━━ Testo citato

2. “Mio figlio non legge.” Ne siete proprio sicuri? Vostro figlio legge eccome, solo che non legge quello che volete voi. Legge le istruzioni dei giocattoli, le scritte delle pubblicità, qualche ricetta di cucina se preparate insieme una torta. Legge tutto quello che lo incuriosisce. È circondato dalle parole, sta solo cercando quelle giuste per lui (o per lei).

3. Non ditegli che non legge abbastanza. Nell’istante in cui lo se lo sente dire diventa un non-lettore, non leggere sarà un tassello della sua identità e tutto il resto accadrà a partire da lì. Spiegategli perché per voi è importante leggere, piuttosto, che cosa lo rende così speciale.

4. Non date, vi prego, retta alle maestre che dicono di farlo leggere mezz’ora al giorno. Come si può amare qualcosa che sei costretto a fare mezz’ora al giorno? Io finirei per odiare perfino la Nutella, se mi obbligassero a mangiarne un cucchiaino al giorno. Tutto il tempo che non lo costringete a leggere vi sarà restituito, con gli interessi, quando lo vedrete prendere in mano un libro di sua iniziativa.

━━━━
━━ Righe estratte

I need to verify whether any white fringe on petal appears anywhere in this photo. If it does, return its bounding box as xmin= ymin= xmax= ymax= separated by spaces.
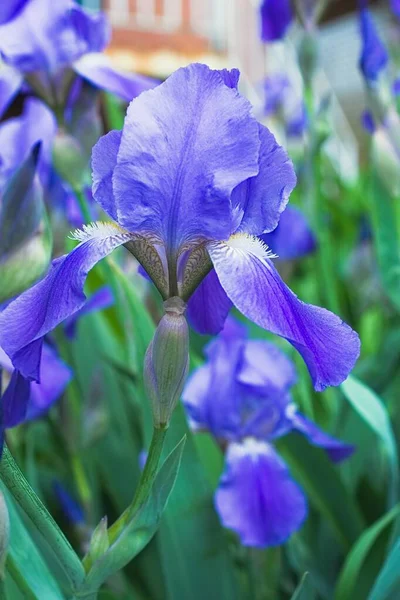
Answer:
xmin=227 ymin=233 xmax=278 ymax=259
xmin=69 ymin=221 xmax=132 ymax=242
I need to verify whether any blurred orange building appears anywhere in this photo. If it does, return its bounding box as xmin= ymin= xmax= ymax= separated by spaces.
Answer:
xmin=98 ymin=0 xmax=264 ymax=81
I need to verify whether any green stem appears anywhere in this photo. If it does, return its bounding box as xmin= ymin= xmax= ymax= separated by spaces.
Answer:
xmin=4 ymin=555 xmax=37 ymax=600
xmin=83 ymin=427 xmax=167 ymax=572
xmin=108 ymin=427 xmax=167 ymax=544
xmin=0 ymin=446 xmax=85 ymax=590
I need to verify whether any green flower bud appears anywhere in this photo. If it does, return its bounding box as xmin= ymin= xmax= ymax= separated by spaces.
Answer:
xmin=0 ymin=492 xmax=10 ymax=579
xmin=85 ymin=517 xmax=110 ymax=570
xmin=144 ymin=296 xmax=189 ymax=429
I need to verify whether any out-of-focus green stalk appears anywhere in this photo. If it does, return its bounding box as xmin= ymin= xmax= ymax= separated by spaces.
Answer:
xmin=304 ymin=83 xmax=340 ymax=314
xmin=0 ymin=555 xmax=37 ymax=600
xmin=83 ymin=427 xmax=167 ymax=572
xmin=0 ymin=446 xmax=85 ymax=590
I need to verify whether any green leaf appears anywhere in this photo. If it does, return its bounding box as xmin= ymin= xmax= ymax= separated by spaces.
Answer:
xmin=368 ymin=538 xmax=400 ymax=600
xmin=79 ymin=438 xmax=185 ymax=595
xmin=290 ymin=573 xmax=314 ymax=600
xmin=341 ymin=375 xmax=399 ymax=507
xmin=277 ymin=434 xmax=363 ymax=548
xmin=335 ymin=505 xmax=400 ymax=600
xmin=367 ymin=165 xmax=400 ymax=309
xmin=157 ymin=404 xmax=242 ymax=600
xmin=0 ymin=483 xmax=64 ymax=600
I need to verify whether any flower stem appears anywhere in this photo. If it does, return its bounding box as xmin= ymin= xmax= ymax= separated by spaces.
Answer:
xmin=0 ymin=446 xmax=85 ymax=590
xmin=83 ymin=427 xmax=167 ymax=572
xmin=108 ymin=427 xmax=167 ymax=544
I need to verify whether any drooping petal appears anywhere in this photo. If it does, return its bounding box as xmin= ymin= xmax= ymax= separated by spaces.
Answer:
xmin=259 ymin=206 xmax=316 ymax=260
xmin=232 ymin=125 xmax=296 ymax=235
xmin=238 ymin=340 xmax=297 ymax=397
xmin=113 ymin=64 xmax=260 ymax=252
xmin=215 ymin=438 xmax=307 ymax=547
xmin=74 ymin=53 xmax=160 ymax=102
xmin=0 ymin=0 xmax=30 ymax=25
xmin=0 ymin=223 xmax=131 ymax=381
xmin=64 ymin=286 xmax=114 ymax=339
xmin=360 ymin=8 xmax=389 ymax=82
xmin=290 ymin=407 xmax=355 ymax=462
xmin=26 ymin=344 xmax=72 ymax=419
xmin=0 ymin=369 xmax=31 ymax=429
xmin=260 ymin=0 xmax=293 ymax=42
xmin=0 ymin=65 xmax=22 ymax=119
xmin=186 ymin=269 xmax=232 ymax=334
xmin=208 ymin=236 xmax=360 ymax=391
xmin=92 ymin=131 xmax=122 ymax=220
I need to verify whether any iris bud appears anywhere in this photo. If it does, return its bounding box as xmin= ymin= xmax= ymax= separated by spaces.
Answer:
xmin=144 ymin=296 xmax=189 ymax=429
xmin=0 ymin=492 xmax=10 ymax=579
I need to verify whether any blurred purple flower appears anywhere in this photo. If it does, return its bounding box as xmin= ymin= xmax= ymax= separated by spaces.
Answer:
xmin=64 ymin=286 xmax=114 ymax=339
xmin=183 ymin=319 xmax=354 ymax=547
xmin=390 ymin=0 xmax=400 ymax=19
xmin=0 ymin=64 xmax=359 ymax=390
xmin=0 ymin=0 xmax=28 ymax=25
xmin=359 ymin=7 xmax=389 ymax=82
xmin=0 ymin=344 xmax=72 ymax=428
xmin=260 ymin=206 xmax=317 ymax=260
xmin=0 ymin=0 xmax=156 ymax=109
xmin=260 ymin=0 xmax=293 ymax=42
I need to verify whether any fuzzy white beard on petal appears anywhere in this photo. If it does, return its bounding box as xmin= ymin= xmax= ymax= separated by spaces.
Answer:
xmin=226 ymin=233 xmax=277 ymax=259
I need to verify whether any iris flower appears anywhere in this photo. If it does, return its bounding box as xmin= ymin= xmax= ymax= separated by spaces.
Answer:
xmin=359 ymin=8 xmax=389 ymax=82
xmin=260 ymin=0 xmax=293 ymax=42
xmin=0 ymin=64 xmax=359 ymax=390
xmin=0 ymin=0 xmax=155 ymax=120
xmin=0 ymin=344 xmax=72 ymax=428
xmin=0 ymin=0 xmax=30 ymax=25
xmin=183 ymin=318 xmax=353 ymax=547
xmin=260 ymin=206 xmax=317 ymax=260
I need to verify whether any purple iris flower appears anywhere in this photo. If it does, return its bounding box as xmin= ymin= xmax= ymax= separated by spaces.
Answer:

━━━━

Riporta il brano del testo sui figli e la lettura da "3. Non ditegli" a "rende così speciale.", cambiando "identità" in "personalità".

3. Non ditegli che non legge abbastanza. Nell’istante in cui lo se lo sente dire diventa un non-lettore, non leggere sarà un tassello della sua personalità e tutto il resto accadrà a partire da lì. Spiegategli perché per voi è importante leggere, piuttosto, che cosa lo rende così speciale.